INSTRUCTIONS FOR THE TASK
Output each entry exactly; skip nothing.

━━━━

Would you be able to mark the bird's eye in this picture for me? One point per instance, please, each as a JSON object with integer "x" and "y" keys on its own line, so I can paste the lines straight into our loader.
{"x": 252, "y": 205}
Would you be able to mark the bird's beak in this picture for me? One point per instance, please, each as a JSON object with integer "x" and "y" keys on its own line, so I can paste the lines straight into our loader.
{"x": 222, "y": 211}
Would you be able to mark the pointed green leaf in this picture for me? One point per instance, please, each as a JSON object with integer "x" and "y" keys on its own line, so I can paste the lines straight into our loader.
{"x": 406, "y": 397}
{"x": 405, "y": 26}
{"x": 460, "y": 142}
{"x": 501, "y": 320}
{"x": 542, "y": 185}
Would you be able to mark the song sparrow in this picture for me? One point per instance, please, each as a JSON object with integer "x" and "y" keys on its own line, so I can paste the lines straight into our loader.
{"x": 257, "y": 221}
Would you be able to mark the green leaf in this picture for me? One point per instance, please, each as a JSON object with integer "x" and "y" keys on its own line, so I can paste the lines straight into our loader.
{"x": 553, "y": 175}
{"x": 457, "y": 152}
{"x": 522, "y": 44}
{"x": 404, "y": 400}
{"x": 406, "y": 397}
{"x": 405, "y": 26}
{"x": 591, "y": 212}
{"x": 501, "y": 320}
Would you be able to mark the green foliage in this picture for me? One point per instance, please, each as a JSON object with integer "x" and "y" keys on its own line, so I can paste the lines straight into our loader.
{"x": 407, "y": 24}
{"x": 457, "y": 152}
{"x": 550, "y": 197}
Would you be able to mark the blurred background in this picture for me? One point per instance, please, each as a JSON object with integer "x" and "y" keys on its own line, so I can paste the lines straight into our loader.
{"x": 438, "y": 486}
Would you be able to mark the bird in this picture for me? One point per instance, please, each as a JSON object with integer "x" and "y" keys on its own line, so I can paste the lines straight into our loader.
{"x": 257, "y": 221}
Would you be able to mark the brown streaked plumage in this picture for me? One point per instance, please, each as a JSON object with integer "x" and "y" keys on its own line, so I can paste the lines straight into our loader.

━━━━

ANSWER FOR THIS EXERCISE
Would you be able to mark the bird's eye in this picture for me? One point per instance, please, each as a JSON object with integer "x" and "y" keys on its own line, so I can paste the lines straight into our loader.
{"x": 252, "y": 205}
Would you be able to mark the bird's beak in this picture for me? One point per instance, please, each as a JSON object with integer "x" and "y" keys on its own line, so I can paste the lines straight into our loader.
{"x": 222, "y": 211}
Would you be able to mark the pointed green leaf in this picture for me? One point per instance, please, each as a JSON object with integer "x" and "y" keys on its own line, so I can paste the lines straight into our loader.
{"x": 406, "y": 397}
{"x": 405, "y": 26}
{"x": 460, "y": 142}
{"x": 501, "y": 320}
{"x": 542, "y": 185}
Would you be able to mark the song sparrow in this picture for me? One point per instance, please, each as a JSON object with integer "x" and "y" keys on its own line, so I can paste the lines straight into our loader.
{"x": 257, "y": 221}
Would you be able to mark the green leaf in this picture for me? One point per instance, please, each as a JSON object with integer "x" and "y" keys on its own line, so I can paste the lines straight into our loader.
{"x": 553, "y": 175}
{"x": 457, "y": 152}
{"x": 522, "y": 44}
{"x": 404, "y": 400}
{"x": 406, "y": 397}
{"x": 405, "y": 26}
{"x": 591, "y": 212}
{"x": 501, "y": 320}
Would you be able to mark the green foliage in this picture for me? One point per instance, please, each as a JSON object with integer "x" and "y" keys on its own line, so I can paste the lines straight into our loader.
{"x": 407, "y": 24}
{"x": 457, "y": 152}
{"x": 550, "y": 197}
Would you be able to mark the blurred background in this picture for me? One point per instance, please, each as a JSON object with integer "x" and "y" keys on its own line, so I can paste the lines straight into our loader.
{"x": 438, "y": 486}
Would you be able to mark the bird in this picture for me? One point per instance, please, each as a JSON object with integer "x" and "y" keys on its own line, so I can paste the lines straight into our loader.
{"x": 257, "y": 221}
Would you be able to mark the brown streaked plumage in this picture for me? One point per instance, please, each as a JSON object with integer "x" and "y" keys on its own line, so I can paste the lines straight into our loader.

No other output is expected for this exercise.